#### Fragmento seleccionado

Cuando el asombro cesa, la fotografía del cadáver suple a la experiencia directa de mirar a un muerto. Nos estremecemos ante la portada de la nota roja casi del mismo modo en que lo haríamos frente al cuerpo inerte. No es tanto el cuerpo, sino el hecho que se esconde tras su recién adquirido estado, lo que nos tortura. A través de una imagen se mantiene el vínculo entre las experiencias, entre lo vivido y lo visto permanece una constante: la certeza de que aquel está muerto, y yo, que lo miro, todavía no, aunque lo estaré.

########

◆ Tareas escritas:
**A)** Copia el fragmento sobre la fotografía de los muertos desde "Cuando el asombro" hasta "aunque lo estaré.", ambos incluidos, y renombra "cadáver" como "difunto".
**B)** Prolonga el fragmento sobre la fotografía de los muertos a partir de su última oración.
Los ítems que aparecen a continuación constituyen un material independiente del fragmento.

#### Ítems extraídos

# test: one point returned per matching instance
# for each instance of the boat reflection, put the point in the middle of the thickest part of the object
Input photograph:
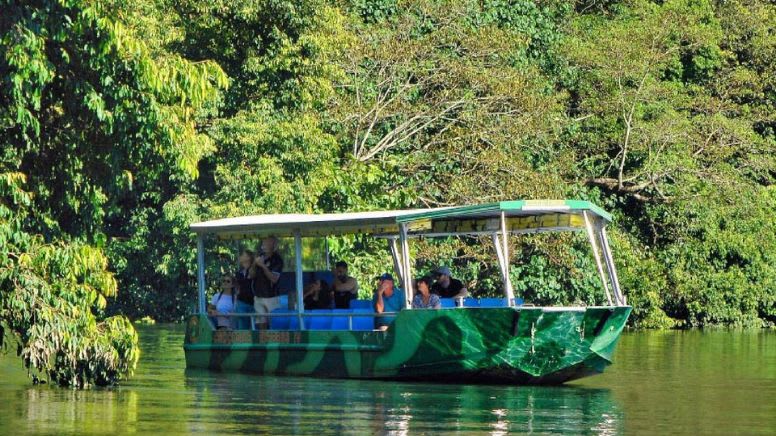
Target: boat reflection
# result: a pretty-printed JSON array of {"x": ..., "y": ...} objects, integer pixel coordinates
[{"x": 304, "y": 405}]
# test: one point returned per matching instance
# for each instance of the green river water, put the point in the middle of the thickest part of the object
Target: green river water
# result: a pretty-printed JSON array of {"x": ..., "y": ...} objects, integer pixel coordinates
[{"x": 693, "y": 382}]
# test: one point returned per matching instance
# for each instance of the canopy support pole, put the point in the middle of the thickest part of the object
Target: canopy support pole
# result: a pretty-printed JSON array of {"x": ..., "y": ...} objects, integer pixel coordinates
[
  {"x": 500, "y": 258},
  {"x": 398, "y": 266},
  {"x": 510, "y": 294},
  {"x": 599, "y": 266},
  {"x": 328, "y": 256},
  {"x": 407, "y": 272},
  {"x": 618, "y": 296},
  {"x": 299, "y": 277},
  {"x": 201, "y": 272}
]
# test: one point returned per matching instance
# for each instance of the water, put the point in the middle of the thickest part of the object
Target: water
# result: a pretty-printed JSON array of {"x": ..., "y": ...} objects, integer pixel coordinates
[{"x": 661, "y": 382}]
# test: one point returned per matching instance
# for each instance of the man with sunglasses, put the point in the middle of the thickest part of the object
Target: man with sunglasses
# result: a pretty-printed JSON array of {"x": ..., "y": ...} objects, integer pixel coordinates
[{"x": 447, "y": 287}]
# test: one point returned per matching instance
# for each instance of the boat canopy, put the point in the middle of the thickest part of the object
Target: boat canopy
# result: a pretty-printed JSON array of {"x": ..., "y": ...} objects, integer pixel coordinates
[
  {"x": 521, "y": 216},
  {"x": 498, "y": 220}
]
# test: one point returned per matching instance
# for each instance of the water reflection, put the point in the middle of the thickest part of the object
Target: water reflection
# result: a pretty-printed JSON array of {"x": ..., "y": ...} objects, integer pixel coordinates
[
  {"x": 300, "y": 405},
  {"x": 672, "y": 382},
  {"x": 164, "y": 398}
]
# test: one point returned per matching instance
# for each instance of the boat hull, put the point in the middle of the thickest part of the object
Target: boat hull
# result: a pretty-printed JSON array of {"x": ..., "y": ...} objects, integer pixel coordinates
[{"x": 486, "y": 345}]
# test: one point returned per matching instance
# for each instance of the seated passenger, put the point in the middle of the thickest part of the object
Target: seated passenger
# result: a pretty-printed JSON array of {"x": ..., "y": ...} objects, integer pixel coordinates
[
  {"x": 387, "y": 299},
  {"x": 446, "y": 286},
  {"x": 424, "y": 299},
  {"x": 317, "y": 295},
  {"x": 345, "y": 287},
  {"x": 244, "y": 287},
  {"x": 222, "y": 303}
]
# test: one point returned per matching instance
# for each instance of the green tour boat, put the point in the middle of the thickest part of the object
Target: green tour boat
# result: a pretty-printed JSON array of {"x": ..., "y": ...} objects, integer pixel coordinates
[{"x": 489, "y": 340}]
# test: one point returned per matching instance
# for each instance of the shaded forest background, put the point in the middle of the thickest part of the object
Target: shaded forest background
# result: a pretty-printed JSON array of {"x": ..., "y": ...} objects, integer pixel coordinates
[{"x": 121, "y": 122}]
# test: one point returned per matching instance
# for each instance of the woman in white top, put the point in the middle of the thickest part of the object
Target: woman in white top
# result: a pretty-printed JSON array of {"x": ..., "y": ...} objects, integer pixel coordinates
[{"x": 223, "y": 303}]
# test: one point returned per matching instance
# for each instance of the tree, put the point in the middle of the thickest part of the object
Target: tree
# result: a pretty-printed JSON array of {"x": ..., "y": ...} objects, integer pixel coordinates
[{"x": 94, "y": 128}]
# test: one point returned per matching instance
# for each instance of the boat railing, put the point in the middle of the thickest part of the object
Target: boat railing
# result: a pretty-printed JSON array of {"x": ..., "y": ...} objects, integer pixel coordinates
[{"x": 302, "y": 315}]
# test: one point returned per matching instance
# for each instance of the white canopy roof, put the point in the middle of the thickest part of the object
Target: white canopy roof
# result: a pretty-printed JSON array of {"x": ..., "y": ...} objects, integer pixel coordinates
[
  {"x": 522, "y": 216},
  {"x": 381, "y": 222}
]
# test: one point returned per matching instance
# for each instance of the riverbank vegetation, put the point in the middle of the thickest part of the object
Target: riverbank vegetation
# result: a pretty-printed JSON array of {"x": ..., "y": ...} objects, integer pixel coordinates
[{"x": 121, "y": 122}]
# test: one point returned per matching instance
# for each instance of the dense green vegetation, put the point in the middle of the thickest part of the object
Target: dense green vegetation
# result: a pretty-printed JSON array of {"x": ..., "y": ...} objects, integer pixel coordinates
[{"x": 123, "y": 121}]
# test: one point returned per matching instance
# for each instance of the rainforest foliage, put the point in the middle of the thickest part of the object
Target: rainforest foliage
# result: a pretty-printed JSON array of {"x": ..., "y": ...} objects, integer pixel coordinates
[{"x": 121, "y": 122}]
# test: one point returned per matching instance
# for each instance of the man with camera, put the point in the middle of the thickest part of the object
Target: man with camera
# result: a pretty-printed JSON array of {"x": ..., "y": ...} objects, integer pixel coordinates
[{"x": 266, "y": 273}]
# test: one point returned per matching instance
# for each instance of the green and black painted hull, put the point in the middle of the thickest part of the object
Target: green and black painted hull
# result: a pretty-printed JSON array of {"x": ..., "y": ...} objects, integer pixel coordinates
[{"x": 487, "y": 345}]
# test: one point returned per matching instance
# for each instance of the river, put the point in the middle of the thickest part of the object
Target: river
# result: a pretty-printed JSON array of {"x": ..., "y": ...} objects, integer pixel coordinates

########

◆ Respuestas:
**A)**
Cuando el asombro cesa, la fotografía del difunto suple a la experiencia directa de mirar a un muerto. Nos estremecemos ante la portada de la nota roja casi del mismo modo en que lo haríamos frente al cuerpo inerte. No es tanto el cuerpo, sino el hecho que se esconde tras su recién adquirido estado, lo que nos tortura. A través de una imagen se mantiene el vínculo entre las experiencias, entre lo vivido y lo visto permanece una constante: la certeza de que aquel está muerto, y yo, que lo miro, todavía no, aunque lo estaré.

**B)**
Nada es gratis, y el precio que se paga por mirar a los muertos es que se les roba el espacio privado de su propia muerte. Se les impone y niega su soledad en el mismo gesto. La distancia entre el cuerpo y el público que lo observa, en vivo o en la fotografía, es insuperable; aunque estemos ahí, mirando, quizá incluso acompañando, su cuerpo está inevitablemente abandonado, solitario. La fotografía de muertos rompe la distancia segura entre observador y observado, roba la intimidad de la partida, y traiciona a la muerte misma al perpetuarla.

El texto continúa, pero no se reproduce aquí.